Work required: Extract, without alteration, each line from the start of the listing to the line bearing "instance: [(81, 66)]".

= = = = =

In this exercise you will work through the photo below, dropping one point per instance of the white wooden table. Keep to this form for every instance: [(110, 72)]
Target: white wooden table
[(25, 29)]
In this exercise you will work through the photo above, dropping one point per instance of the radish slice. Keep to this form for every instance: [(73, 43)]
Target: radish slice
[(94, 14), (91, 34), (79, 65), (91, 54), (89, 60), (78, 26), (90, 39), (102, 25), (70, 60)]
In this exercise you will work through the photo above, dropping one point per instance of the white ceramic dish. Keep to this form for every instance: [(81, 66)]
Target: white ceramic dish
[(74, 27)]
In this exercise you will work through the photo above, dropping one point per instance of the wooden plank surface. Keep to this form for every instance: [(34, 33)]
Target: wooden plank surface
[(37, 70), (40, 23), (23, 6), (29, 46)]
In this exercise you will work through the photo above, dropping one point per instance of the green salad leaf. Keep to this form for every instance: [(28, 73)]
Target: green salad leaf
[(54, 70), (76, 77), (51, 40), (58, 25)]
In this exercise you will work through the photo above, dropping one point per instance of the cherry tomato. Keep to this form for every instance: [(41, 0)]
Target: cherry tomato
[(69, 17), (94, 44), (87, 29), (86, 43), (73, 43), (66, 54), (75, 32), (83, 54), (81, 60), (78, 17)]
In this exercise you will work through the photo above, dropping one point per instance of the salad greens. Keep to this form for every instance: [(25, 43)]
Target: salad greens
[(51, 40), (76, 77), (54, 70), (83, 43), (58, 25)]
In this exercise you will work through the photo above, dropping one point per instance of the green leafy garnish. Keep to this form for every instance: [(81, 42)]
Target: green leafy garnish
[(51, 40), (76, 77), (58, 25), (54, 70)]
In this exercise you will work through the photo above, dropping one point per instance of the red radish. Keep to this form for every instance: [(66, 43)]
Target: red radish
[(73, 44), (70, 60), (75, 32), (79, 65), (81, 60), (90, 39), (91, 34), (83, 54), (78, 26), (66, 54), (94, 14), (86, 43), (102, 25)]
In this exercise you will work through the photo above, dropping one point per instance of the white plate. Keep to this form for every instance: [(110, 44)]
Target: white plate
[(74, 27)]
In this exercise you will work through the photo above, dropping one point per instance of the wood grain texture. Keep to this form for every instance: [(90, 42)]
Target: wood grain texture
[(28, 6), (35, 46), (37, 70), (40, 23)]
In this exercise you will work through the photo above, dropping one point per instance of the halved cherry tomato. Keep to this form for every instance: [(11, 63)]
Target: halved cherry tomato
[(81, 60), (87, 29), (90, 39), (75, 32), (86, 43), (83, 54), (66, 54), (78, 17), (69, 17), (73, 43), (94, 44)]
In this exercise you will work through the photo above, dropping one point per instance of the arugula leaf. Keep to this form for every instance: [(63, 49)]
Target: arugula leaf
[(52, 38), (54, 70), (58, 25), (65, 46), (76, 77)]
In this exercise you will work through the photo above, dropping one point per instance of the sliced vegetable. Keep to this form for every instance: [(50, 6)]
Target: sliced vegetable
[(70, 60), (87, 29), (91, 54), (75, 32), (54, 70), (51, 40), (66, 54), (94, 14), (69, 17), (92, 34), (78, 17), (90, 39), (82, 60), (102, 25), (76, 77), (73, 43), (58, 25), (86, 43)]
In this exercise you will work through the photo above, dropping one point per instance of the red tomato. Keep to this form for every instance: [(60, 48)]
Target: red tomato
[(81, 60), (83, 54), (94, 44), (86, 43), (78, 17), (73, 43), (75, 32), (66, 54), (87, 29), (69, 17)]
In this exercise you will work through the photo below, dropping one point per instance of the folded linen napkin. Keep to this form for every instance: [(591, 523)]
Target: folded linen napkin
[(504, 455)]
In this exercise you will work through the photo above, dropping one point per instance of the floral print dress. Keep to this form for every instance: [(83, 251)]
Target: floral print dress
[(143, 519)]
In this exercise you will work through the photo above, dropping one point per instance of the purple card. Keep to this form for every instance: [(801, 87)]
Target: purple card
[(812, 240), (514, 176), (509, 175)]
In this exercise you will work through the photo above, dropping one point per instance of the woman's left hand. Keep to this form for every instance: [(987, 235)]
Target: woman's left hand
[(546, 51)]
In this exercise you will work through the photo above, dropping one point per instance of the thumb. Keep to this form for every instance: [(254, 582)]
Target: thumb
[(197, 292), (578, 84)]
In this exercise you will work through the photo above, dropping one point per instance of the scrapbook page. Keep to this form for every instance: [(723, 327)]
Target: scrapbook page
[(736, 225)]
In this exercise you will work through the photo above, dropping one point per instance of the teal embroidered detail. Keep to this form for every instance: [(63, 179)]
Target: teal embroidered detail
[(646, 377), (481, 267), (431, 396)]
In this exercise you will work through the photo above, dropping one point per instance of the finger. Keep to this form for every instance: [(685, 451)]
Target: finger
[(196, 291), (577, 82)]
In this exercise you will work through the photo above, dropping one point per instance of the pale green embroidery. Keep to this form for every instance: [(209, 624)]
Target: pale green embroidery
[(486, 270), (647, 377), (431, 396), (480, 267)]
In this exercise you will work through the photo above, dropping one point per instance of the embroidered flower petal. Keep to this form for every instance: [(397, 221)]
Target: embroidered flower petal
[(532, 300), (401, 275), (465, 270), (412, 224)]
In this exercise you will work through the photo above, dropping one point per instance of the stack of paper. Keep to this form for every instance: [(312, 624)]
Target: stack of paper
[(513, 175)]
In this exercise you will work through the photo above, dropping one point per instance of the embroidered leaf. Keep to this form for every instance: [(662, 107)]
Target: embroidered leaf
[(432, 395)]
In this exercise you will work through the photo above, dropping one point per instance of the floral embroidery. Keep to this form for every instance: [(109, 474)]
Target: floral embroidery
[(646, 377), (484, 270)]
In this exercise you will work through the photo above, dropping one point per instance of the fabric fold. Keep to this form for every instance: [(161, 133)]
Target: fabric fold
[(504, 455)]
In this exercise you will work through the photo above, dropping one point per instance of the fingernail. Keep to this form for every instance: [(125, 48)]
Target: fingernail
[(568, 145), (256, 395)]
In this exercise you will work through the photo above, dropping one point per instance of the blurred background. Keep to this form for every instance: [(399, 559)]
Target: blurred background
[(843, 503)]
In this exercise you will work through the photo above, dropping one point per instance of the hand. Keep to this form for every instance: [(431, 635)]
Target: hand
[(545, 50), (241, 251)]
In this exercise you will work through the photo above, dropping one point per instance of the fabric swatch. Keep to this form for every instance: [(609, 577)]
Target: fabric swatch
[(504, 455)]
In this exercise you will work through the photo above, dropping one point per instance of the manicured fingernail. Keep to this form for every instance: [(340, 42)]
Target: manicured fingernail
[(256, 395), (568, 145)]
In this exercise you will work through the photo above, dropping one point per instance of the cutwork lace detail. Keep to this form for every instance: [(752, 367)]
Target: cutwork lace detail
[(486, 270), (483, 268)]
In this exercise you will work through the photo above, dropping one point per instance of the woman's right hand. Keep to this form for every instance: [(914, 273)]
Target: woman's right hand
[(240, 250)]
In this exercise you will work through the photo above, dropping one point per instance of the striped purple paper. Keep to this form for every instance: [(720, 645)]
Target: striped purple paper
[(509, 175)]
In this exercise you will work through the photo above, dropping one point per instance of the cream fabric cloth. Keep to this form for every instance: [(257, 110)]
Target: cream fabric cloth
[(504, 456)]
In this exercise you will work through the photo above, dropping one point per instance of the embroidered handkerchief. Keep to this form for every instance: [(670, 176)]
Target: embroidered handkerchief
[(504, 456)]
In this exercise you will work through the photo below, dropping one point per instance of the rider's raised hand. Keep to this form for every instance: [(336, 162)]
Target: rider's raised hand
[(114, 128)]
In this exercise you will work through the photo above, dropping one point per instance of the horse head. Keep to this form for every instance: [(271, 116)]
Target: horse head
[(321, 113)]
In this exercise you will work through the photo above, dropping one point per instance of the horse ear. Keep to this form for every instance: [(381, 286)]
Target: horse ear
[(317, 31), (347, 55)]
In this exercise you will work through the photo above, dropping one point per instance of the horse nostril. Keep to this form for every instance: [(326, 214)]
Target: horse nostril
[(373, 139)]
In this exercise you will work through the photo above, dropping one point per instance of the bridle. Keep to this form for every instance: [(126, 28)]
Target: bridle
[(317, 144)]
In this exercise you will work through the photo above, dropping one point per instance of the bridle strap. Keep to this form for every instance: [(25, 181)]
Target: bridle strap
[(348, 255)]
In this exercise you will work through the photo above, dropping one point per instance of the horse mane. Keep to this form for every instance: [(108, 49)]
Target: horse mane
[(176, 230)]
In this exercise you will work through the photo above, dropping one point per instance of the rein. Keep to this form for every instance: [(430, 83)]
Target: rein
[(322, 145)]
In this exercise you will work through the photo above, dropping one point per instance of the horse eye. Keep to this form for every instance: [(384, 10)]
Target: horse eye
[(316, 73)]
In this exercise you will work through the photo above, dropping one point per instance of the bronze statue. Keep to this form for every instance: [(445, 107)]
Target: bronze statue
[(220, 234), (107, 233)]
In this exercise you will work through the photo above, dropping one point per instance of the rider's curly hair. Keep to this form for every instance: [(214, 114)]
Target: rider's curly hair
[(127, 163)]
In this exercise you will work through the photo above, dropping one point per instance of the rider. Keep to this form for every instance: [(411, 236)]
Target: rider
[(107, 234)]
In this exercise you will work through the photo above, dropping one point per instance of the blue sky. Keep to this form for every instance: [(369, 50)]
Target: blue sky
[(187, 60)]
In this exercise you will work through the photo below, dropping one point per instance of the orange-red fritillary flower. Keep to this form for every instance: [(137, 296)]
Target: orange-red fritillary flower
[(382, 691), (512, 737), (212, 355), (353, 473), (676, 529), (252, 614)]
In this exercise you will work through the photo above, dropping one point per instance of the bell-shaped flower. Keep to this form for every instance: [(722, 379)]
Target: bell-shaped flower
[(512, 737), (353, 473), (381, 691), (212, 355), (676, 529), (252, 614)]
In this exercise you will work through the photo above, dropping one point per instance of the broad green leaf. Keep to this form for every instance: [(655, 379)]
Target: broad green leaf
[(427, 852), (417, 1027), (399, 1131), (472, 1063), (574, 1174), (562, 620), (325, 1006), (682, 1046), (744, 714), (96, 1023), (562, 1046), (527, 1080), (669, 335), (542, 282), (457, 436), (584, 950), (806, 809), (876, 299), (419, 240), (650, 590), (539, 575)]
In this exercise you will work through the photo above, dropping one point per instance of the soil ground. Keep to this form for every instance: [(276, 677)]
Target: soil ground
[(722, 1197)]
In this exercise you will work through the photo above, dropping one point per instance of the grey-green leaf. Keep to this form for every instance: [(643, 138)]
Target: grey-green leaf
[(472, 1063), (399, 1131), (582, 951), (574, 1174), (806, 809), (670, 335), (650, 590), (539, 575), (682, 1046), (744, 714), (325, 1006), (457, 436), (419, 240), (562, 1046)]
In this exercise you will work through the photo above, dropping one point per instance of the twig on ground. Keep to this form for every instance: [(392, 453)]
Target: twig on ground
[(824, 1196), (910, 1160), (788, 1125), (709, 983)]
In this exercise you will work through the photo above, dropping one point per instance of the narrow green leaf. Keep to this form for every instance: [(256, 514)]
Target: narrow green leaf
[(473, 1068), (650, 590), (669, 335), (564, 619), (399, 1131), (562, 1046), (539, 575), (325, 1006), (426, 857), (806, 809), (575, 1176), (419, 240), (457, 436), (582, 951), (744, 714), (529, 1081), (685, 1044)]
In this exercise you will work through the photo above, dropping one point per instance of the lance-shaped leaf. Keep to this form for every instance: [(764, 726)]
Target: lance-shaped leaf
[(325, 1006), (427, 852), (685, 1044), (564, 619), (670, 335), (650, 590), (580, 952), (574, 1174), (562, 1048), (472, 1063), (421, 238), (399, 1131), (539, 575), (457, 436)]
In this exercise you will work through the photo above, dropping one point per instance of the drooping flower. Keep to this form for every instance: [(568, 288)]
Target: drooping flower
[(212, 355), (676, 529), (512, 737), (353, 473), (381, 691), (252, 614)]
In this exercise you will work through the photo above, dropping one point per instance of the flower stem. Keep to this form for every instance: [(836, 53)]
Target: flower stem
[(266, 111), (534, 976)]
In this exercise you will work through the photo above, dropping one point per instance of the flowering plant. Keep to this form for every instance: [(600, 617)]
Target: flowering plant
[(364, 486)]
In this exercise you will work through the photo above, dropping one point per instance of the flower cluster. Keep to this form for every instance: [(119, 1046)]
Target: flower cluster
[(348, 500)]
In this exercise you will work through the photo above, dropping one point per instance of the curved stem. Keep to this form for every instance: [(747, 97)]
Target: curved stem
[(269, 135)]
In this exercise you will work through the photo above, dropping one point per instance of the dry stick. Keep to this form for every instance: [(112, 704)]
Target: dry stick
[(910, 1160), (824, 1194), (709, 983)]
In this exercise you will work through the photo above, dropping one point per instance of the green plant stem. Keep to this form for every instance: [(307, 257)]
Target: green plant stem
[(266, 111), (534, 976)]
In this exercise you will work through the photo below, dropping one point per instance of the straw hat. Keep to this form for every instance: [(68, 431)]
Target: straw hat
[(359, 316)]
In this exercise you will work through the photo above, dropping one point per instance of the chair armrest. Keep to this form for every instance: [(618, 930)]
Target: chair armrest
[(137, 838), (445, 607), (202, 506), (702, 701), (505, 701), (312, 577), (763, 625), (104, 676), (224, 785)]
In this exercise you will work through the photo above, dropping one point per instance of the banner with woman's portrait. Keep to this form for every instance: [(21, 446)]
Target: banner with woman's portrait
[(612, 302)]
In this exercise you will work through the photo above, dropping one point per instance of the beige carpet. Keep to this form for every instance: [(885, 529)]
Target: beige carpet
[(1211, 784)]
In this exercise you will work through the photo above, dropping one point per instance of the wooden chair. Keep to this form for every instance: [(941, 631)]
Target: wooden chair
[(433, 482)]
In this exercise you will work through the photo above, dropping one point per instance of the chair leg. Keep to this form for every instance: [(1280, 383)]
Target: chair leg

= = = = =

Response to this task:
In this exercise you will work through the photo below, dropping one point per instance of the white wooden table. Keep to this form for every instance: [(110, 72)]
Target: white wooden table
[(25, 29)]
In this exercise you will work through the photo above, dropping one point per instance of the radish slice. Keep to this form for every instance: [(73, 43)]
Target: radish slice
[(94, 14), (91, 34), (79, 65), (91, 54), (89, 60), (78, 26), (90, 39), (102, 25), (70, 60)]
In this exercise you will work through the photo above, dropping one point per instance of the white ceramic dish. Keep to this form for every instance: [(81, 66)]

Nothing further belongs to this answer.